## Goal of the exercise:
Copy the entries without a single change. Pictures should be dropped.
-- Opening Marker --
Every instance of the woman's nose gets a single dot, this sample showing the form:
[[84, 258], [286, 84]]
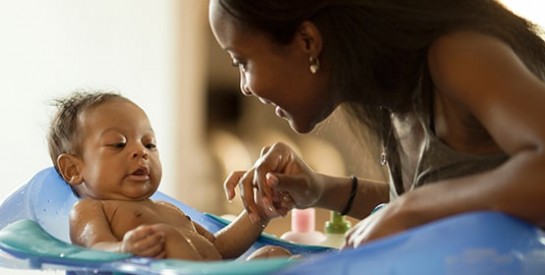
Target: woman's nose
[[243, 87]]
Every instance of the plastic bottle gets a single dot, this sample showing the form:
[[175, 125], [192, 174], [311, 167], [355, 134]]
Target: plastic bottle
[[334, 230], [303, 228]]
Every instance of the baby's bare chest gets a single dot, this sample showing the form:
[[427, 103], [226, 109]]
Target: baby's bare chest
[[125, 216]]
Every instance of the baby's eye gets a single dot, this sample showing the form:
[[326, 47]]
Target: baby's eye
[[118, 144], [151, 146]]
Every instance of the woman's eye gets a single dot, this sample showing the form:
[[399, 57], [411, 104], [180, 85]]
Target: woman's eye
[[239, 64]]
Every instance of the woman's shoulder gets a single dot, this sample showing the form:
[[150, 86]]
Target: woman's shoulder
[[463, 60], [466, 43]]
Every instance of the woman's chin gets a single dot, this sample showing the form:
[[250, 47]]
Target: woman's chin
[[300, 129]]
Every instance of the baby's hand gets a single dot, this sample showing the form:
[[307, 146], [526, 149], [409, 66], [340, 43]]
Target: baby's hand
[[145, 242]]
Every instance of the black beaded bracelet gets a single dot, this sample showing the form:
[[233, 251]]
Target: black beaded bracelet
[[353, 191]]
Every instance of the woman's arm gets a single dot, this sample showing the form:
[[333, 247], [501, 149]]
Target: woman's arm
[[484, 78]]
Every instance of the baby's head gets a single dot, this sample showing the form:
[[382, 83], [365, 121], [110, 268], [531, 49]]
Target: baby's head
[[104, 147]]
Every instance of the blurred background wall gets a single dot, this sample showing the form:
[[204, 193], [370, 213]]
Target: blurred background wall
[[162, 55]]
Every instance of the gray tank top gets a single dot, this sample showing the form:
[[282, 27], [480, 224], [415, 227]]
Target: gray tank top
[[437, 160]]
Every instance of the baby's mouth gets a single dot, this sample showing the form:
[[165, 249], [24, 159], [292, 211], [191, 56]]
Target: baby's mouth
[[140, 174]]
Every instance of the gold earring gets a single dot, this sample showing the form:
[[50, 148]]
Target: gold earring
[[314, 65]]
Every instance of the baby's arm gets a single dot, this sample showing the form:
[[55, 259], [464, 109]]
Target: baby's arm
[[89, 227]]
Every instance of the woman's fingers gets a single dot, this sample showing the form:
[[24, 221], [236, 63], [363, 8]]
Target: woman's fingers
[[231, 183]]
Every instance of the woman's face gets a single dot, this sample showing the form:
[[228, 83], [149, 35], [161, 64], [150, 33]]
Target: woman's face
[[276, 75]]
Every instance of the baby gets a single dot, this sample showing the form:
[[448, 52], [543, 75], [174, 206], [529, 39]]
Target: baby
[[104, 147]]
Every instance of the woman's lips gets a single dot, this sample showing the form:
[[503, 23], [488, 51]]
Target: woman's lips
[[279, 112]]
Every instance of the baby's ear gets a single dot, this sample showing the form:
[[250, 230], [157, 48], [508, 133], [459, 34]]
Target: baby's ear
[[70, 167]]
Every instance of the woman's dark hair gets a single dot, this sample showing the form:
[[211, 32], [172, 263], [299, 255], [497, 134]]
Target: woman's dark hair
[[377, 49]]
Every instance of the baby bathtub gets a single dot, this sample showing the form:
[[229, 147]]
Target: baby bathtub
[[34, 235]]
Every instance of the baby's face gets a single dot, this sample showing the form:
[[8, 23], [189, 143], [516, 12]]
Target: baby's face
[[119, 154]]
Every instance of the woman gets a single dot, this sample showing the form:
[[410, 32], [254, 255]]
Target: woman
[[453, 90]]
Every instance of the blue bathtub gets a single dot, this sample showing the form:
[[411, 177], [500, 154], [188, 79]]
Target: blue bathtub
[[34, 234]]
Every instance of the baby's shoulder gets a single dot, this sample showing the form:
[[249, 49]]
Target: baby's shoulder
[[168, 206]]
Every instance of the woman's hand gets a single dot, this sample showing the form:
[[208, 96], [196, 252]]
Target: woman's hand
[[278, 181]]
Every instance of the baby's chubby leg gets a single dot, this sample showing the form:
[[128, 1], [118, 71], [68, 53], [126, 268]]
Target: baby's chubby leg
[[269, 251], [187, 245]]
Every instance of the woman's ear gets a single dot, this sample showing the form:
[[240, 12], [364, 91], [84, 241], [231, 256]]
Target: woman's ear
[[310, 39], [70, 168]]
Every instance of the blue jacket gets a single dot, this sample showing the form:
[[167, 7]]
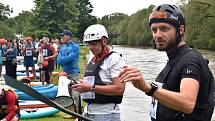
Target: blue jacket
[[68, 57], [10, 55]]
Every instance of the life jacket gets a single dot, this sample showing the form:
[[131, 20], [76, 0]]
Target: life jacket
[[47, 51], [93, 70], [203, 108], [4, 104], [29, 52]]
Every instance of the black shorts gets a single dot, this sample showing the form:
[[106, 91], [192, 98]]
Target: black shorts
[[50, 67]]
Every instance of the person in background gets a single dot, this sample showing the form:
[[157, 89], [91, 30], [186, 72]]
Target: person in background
[[2, 42], [28, 51], [184, 89], [68, 58], [100, 87], [40, 57], [9, 109], [10, 53], [49, 54], [56, 46]]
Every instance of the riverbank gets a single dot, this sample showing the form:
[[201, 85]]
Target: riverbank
[[59, 116]]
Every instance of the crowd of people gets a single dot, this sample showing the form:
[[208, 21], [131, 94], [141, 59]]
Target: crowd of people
[[183, 91]]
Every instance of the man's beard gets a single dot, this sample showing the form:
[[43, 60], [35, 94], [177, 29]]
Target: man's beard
[[171, 44]]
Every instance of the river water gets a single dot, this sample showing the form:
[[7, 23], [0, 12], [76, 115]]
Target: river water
[[135, 103]]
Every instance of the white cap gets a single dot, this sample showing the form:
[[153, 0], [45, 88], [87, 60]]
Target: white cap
[[95, 32]]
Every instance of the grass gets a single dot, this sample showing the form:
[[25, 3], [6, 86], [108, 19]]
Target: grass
[[59, 116]]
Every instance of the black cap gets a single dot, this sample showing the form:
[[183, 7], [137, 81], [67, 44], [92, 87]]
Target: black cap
[[66, 32]]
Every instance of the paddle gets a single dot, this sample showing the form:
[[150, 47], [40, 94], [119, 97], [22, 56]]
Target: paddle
[[30, 91]]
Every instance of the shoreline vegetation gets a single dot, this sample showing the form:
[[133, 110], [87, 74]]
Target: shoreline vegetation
[[59, 116]]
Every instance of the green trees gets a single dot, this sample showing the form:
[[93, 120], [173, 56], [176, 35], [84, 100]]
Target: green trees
[[200, 23], [53, 16]]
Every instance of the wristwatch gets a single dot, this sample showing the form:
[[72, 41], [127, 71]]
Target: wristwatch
[[153, 89], [93, 88]]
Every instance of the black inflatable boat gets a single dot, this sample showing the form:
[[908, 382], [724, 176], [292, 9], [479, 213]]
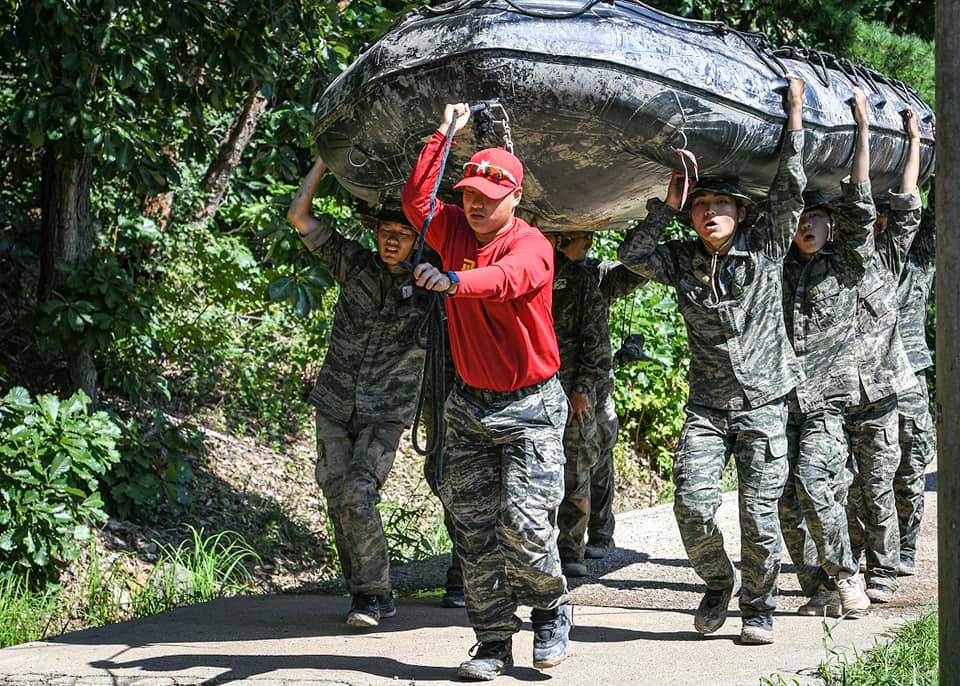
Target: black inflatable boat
-- Closing Marker --
## Answer box:
Every instance of the woman's nose gets a single dot, this sample showing the form:
[[84, 258], [286, 84]]
Target: woman's nose
[[243, 87]]
Every instance of the plastic bottle gets a single dot, this sample showing the form:
[[175, 125], [192, 174], [311, 167], [355, 134]]
Target: plastic bottle
[[334, 230], [303, 228]]
Every instance of the baby's bare chest gets a single dot, this sample showing the form:
[[427, 103], [226, 109]]
Target: baby's bare chest
[[125, 216]]
Every instance of the baby's eye gets a single dot, this sample showing the form:
[[326, 47]]
Target: baby's eye
[[118, 144], [151, 146]]
Every instance of the woman's eye gets a single dot, this sample showing the form:
[[399, 57], [411, 104], [180, 85]]
Target: woman's eye
[[239, 64]]
Every instance of the woman's shoulder gets a single dot, this sample showing the form:
[[150, 86]]
Target: woman's shoulder
[[463, 60], [466, 43]]
Every instance of the woman's chin gets a single dot, this sample showing the form:
[[250, 47]]
Target: woman's chin
[[300, 129]]
Every instance of the baby's hand gets a single dot, this sample showing the form:
[[307, 146], [526, 149], [409, 66], [340, 43]]
Target: baby's hand
[[145, 242]]
Every instance of the black beaded bracelet gets a single dot, this sample showing the form:
[[233, 251]]
Target: black beaded bracelet
[[353, 191]]
Every instance of the woman's arm gets a single dot, this sample showing the form:
[[333, 247], [501, 149]]
Target: woman's arm
[[484, 78]]
Every instance of the baby's head gets a single dot, this sample showing the form:
[[382, 83], [365, 121], [110, 268], [531, 49]]
Target: baby's head
[[104, 147]]
Every instance of the blurred background wall gets a single dot, this sample showing the form:
[[204, 193], [370, 213]]
Target: blurred background wall
[[162, 55]]
Every instance of the gray tank top gets a single dot, this sample showing the form:
[[282, 27], [480, 224], [415, 227]]
Target: gray tank top
[[437, 160]]
Every instance of the baby's mouth gets a single dot, this sample showing the form:
[[165, 249], [24, 159], [292, 211], [191, 56]]
Target: baby's mouth
[[140, 174]]
Every instance of the gold earring gets a single dot, this sample showing the form:
[[50, 148]]
Target: gold earring
[[314, 65]]
Every instance of the baby's arm gets a single dot, this sample showing the form:
[[55, 259], [464, 109]]
Target: baby's arm
[[89, 227]]
Every instance of the woman's fingers gets a single dot, this sample showing the form:
[[24, 221], [236, 63], [363, 8]]
Target: woman's fingers
[[231, 183]]
Every instance of the woman's face gets a single dot, this sample showing the form:
[[228, 83], [149, 35], [161, 64], [150, 33]]
Target: woman's face
[[276, 75]]
Every instance of the baby gets a single dot, this sample showing the form:
[[448, 52], [543, 75], [174, 206], [529, 39]]
Target: baby
[[104, 147]]
Every instance of the woman's lips gets a single dot, this sample showing the form:
[[503, 23], [488, 51]]
Target: woman's lips
[[279, 112]]
Every instance of the baby's ear gets a single dot, this sample showing the form:
[[250, 230], [157, 48], [508, 133], [459, 34]]
Target: baby's ear
[[70, 167]]
Every instance of the woman's dark hair gets a single dot, this sample showing the form:
[[211, 32], [172, 263], [299, 255], [497, 134]]
Target: woman's dark hair
[[377, 49]]
Every instance of the baby bathtub gets a single dot, this sample showing the form:
[[229, 147]]
Target: baby bathtub
[[34, 235]]
Every instance of the baby's face gets a single dot, this sample showing the form:
[[8, 23], [189, 143], [516, 12]]
Target: baby's face
[[119, 154]]
Every instance of the woman gets a single dot, this sample showing the form:
[[410, 32], [254, 255]]
Target: woman
[[453, 90]]
Every instance of the blue bathtub gets a single dot, this sample showing the form:
[[411, 177], [500, 154], [188, 79]]
Target: blue bathtub
[[34, 234]]
Every instance of the baby's shoulder gets a single dot, this sample showing the form:
[[249, 49]]
Target: baby's shoulder
[[168, 206]]
Every instance of the woman's hand gets a single dot, this sample showing the form:
[[208, 96], [196, 252]]
Target: woman's hand
[[278, 181]]
Every instance of the baby's chubby leg gets a single dot, this sample showing the form:
[[128, 1], [118, 71], [68, 53], [126, 268]]
Target: baby's chubby leg
[[269, 251], [187, 245]]
Every instance of the woman's ear gets a single dot, this sample showing the form:
[[240, 12], [364, 91], [84, 241], [231, 256]]
Target: woman's ear
[[310, 39], [70, 168]]
Every instance of the blue jacket gets a single dot, this sample showing the form:
[[167, 7]]
Target: blue jacket
[[68, 57], [10, 55]]
Every instance of the life jacket gets a single dot, this sample showing the form:
[[131, 20], [76, 0]]
Target: life jacket
[[47, 51], [93, 70], [203, 108], [4, 104], [29, 52]]
Every instance of the black shorts gets a single dot, this sample showing the form:
[[106, 91], [192, 98]]
Target: black shorts
[[50, 67]]
Every instance of the person in background gets a single dot, this sample showing the form:
[[157, 89], [91, 30], [186, 72]]
Target: person in background
[[2, 42], [28, 51], [184, 89], [68, 58], [100, 87], [40, 57], [9, 109], [10, 53], [49, 54], [56, 46]]
Every instance of the riverbank gets a single dot, this sample showing the form:
[[201, 85]]
Target: riverbank
[[59, 116]]
Every instance of the crowd of people gets a single dot, this sample showing the form:
[[208, 21], [131, 94], [141, 59]]
Target: crowd of people
[[183, 91]]
Every instance of the man's beard gets a single dot, this sample showing the form:
[[43, 60], [35, 94], [177, 29]]
Target: man's beard
[[171, 44]]
Every instance of the river water gets a single dot, this sample showing the form:
[[7, 23], [0, 12], [76, 115]]
Target: river water
[[135, 103]]
Every instance of the white cap gets a single dot, this sample showing the form:
[[153, 0], [45, 88], [87, 60]]
Target: white cap
[[95, 32]]
Every instance of the grass gets a single dot, this sample showing the form:
[[25, 3], [6, 86], [108, 19]]
Target: grass
[[59, 116]]
Every instance of the black cap gets a single dot, this sample showing the form:
[[183, 7], [137, 81], [67, 44], [92, 87]]
Target: black cap
[[66, 32]]
Every instance of the paddle gets a single dot, this sample showing the form:
[[150, 47], [40, 94], [119, 97], [22, 56]]
Target: paddle
[[30, 91]]
Every instance of the shoreline vegetation gets a single dot, this sample showing the form:
[[133, 110], [87, 74]]
Target: shoreline vegetation
[[59, 116]]
Every instance of the green trees gets a single dot, this sample showing the form:
[[93, 120], [173, 56], [176, 35], [84, 100]]
Target: green trees
[[200, 23], [53, 16]]
Every instance of the wristwatch gets a single dot, this sample showing the form:
[[72, 41], [127, 71]]
Target: wristwatch
[[153, 89], [93, 88]]
Every instance of the black inflatable boat gets a single dot, this sample showing the form:
[[908, 382], [724, 176], [292, 9], [479, 213]]
Target: black inflatable boat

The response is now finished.